Instructions for the task >>
The answer must be every line below that contains the string "blue".

Supplied data >>
──────────
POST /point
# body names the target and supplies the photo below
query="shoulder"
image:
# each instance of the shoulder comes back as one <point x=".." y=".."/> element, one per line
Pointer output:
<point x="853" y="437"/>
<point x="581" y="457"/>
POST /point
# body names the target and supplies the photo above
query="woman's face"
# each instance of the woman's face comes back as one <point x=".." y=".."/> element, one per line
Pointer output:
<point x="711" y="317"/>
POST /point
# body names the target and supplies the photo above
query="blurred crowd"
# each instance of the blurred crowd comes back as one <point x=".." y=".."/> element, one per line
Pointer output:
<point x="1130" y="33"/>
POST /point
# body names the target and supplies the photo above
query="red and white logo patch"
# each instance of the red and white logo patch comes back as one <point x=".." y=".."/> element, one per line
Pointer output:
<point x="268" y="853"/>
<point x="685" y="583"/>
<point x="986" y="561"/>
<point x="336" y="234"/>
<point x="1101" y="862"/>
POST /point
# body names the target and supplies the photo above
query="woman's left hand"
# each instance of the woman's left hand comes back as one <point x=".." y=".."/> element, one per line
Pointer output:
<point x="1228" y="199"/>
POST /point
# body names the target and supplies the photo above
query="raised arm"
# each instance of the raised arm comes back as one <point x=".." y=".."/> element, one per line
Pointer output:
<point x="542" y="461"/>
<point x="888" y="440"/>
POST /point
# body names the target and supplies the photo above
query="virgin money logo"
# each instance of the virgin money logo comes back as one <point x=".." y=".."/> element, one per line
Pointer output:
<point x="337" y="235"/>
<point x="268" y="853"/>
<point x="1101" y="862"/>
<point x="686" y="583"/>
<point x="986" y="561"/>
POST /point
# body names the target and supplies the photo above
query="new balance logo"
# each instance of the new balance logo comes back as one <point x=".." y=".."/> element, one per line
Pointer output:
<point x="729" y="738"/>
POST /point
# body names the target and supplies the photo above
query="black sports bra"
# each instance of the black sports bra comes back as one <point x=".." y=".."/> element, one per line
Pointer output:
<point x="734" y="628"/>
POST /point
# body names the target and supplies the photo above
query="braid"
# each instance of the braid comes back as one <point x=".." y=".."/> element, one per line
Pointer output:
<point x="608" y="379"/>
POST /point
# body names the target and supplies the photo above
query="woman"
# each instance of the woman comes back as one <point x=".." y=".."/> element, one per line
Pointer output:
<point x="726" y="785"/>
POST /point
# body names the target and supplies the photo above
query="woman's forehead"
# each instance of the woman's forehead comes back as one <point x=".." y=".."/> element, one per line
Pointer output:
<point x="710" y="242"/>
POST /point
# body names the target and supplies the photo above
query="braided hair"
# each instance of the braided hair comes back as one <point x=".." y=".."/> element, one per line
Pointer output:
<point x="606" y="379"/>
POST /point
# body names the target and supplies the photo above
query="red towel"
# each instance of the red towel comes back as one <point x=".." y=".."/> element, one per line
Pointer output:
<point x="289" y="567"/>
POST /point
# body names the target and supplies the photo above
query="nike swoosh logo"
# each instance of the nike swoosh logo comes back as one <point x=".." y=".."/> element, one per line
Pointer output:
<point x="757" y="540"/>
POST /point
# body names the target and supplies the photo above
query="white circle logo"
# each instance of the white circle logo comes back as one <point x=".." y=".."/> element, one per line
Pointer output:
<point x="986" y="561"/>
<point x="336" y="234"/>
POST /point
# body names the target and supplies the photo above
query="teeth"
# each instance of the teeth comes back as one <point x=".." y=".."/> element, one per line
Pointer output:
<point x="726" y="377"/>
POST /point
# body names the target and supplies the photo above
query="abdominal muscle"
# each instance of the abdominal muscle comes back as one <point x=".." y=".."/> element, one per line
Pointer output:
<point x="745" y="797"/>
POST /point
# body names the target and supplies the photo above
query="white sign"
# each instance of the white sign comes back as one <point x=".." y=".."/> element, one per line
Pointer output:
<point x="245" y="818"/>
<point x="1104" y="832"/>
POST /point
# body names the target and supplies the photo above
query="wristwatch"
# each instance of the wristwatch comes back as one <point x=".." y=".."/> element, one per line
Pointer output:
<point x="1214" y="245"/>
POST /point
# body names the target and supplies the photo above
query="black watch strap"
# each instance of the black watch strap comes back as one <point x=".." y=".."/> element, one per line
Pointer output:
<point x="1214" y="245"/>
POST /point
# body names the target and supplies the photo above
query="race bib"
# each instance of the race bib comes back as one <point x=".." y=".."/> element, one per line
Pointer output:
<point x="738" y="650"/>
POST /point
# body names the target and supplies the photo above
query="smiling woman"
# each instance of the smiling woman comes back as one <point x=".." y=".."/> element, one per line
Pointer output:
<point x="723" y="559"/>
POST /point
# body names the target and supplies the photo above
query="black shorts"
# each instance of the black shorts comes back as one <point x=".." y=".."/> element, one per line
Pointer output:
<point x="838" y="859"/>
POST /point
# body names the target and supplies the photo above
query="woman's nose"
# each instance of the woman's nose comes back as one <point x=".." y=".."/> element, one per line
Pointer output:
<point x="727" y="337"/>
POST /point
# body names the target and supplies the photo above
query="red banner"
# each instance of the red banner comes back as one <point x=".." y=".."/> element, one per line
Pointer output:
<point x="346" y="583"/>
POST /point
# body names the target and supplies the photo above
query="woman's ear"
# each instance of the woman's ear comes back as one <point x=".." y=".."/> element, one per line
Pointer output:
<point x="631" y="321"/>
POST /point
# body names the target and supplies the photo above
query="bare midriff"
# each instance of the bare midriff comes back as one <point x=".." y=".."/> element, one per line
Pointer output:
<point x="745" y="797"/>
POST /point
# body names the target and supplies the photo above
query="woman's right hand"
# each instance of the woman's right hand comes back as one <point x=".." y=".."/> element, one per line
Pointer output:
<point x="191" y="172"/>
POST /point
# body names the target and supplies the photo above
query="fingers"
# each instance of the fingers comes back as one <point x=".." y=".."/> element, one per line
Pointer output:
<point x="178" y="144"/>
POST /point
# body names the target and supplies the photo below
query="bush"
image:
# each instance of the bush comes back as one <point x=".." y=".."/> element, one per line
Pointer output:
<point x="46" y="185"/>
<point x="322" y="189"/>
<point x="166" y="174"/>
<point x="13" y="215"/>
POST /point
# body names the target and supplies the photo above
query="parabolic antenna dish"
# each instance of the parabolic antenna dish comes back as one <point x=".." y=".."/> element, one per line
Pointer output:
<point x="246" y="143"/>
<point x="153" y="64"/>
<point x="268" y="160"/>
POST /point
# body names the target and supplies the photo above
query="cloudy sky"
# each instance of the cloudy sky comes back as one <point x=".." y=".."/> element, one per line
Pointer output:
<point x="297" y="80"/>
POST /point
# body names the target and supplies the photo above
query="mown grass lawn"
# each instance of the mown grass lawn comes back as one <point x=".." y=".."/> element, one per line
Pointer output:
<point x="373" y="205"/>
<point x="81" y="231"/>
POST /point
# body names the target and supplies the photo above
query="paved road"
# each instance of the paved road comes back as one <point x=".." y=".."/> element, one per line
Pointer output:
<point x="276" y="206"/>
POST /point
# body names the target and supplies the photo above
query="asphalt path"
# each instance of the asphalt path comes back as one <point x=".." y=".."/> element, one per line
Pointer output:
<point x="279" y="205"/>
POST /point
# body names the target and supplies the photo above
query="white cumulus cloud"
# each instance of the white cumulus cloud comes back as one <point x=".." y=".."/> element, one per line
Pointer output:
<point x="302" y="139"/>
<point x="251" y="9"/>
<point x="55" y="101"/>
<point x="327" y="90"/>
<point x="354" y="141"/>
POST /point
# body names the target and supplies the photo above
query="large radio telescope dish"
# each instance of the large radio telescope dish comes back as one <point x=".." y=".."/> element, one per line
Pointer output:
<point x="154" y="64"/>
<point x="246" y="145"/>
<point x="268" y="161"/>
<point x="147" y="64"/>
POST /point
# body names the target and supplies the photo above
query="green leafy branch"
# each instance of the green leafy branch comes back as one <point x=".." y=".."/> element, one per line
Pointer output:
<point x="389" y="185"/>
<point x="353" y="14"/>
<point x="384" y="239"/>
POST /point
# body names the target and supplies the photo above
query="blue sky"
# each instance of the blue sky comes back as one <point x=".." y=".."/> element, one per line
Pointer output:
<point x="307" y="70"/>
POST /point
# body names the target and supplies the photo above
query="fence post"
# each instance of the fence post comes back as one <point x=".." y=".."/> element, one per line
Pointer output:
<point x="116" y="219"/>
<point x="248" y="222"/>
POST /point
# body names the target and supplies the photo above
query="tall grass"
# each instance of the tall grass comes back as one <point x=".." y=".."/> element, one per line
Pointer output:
──────────
Answer to the exercise >>
query="blue sky"
# each instance of the blue sky comes back as one <point x=".." y=".."/> element, one per line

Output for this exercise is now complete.